Your goal:
Count how many lines of the records below contain the string "point", treating uppercase and lowercase as different, and reply with only that number.

Materials provided:
╭──
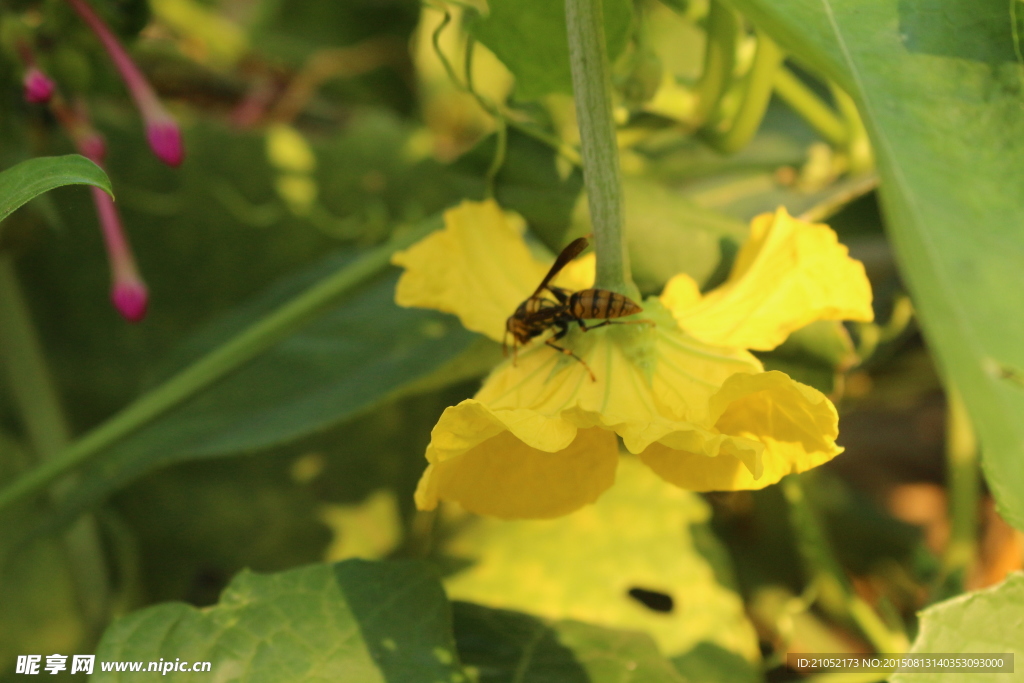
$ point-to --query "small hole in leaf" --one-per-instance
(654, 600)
╰──
╭──
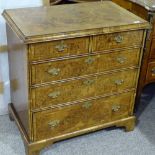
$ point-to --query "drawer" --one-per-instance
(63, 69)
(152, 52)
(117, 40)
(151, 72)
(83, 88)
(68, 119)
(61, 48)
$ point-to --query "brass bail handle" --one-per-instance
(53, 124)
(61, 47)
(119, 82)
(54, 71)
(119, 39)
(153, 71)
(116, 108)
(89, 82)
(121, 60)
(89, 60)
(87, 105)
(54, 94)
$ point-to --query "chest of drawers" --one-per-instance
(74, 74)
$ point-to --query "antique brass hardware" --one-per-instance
╰──
Exercise solution:
5